## Do this:
Transcribe every one of the records below verbatim, preserving each line as it stands.

[Records from a collection]
++++++
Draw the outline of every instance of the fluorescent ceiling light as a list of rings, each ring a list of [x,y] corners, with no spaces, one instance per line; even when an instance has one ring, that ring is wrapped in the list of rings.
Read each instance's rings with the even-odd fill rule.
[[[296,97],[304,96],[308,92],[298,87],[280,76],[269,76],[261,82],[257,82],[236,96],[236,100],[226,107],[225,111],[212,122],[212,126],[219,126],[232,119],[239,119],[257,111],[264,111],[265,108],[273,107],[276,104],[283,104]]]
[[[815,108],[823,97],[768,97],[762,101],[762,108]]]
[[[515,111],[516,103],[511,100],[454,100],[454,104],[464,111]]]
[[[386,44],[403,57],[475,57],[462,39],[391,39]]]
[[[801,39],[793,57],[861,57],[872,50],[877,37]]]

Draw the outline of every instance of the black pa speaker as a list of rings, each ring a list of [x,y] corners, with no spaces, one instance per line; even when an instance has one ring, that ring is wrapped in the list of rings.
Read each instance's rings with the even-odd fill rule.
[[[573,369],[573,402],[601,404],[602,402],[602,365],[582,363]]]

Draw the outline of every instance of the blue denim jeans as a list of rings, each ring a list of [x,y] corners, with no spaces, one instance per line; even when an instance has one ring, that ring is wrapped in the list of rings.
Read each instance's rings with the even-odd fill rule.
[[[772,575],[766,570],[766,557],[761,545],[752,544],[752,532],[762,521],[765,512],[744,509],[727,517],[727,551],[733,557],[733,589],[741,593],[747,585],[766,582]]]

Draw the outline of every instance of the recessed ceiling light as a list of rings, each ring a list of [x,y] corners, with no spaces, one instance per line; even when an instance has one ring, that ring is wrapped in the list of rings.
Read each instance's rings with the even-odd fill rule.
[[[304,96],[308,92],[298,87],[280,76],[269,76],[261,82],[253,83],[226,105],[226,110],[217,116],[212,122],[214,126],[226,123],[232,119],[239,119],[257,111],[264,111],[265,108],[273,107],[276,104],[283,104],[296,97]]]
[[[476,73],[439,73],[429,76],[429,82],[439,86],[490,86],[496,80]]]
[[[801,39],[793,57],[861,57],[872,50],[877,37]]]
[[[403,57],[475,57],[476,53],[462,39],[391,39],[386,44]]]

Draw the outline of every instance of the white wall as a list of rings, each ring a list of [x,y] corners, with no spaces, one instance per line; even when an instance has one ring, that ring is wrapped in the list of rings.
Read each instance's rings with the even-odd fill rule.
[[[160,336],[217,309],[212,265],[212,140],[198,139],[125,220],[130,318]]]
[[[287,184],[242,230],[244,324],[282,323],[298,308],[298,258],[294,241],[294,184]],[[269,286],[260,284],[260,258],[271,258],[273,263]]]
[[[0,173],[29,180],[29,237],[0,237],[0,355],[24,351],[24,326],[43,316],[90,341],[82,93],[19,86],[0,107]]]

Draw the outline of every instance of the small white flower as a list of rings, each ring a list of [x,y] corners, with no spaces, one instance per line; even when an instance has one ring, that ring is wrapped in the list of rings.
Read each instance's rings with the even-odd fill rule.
++++++
## The completed task:
Draw the outline of every instance of the fluorescent ceiling light as a list of rings, each ring a list of [x,y] corners, with no spaces, one instance per line; even when an instance has one ring, that ring is wrapped in the list of rings.
Read each instance's rings with the even-odd fill rule.
[[[296,97],[304,96],[308,92],[298,87],[280,76],[269,76],[261,82],[257,82],[236,96],[236,100],[226,107],[225,111],[212,122],[212,126],[219,126],[232,119],[239,119],[257,111],[264,111],[265,108],[273,107],[276,104],[283,104]]]
[[[815,108],[823,97],[768,97],[762,101],[762,108]]]
[[[515,111],[516,103],[511,100],[454,100],[454,104],[464,111]]]
[[[386,44],[403,57],[475,57],[462,39],[391,39]]]
[[[801,39],[793,57],[861,57],[872,50],[877,37]]]

Draw the outline of every instance of the black pa speaker as a list of rings, each ring a list of [x,y] corners, with no spaces, one instance per line; even when an instance has one ring, that ring is wrapped in the list of rings.
Read each instance's rings with the even-odd fill rule.
[[[573,369],[573,402],[601,404],[602,402],[602,365],[582,363]]]

Draw the outline of every instance of the blue denim jeans as a list of rings, each ring a list of [x,y] corners, with no spaces, one instance per line; even when an instance has one ring, that ring is wrapped in the list of rings.
Read each instance's rings with the even-odd fill rule.
[[[772,575],[766,570],[766,557],[761,545],[752,544],[752,532],[762,521],[765,512],[744,509],[727,517],[727,551],[733,557],[733,589],[741,593],[747,585],[766,582]]]

Draw the outline of every instance of the recessed ceiling light as a list of rings, each ring a list of [x,y] corners, with no spaces, one instance per line; even when an instance has one ring, that ring is wrapped in the list of rings.
Read each instance's rings with the even-odd fill rule.
[[[304,96],[308,92],[298,87],[280,76],[269,76],[261,82],[253,83],[226,105],[226,110],[217,116],[212,122],[214,126],[226,123],[232,119],[239,119],[257,111],[264,111],[265,108],[273,107],[276,104],[283,104],[296,97]]]
[[[476,73],[439,73],[429,76],[429,82],[439,86],[490,86],[496,80]]]
[[[801,39],[793,57],[861,57],[872,50],[877,37]]]
[[[403,57],[475,57],[476,53],[462,39],[391,39],[386,44]]]

Draw the outline of every instance of the white wall as a list of rings, each ring a list of [x,y] corners, with no spaces, one instance per line; even when an instance has one ring, that ring is wrapped in the list of rings.
Read each instance's rings with the even-odd fill rule.
[[[160,336],[217,309],[212,265],[212,140],[198,139],[125,220],[130,318]]]
[[[287,184],[242,230],[244,324],[282,323],[298,308],[298,258],[294,241],[294,184]],[[269,286],[260,284],[260,258],[271,258],[273,263]]]
[[[0,173],[29,180],[29,237],[0,237],[0,355],[24,351],[24,326],[43,316],[90,341],[82,93],[19,86],[0,107]]]

Draw the outline of every instance of the small white flower as a list of rings, each ring a list of [x,y] corners, with no spaces, one instance per line; even when an instance has one ring, that ring is wrapped in the list of rings.
Read each instance's rings with the even-odd fill rule.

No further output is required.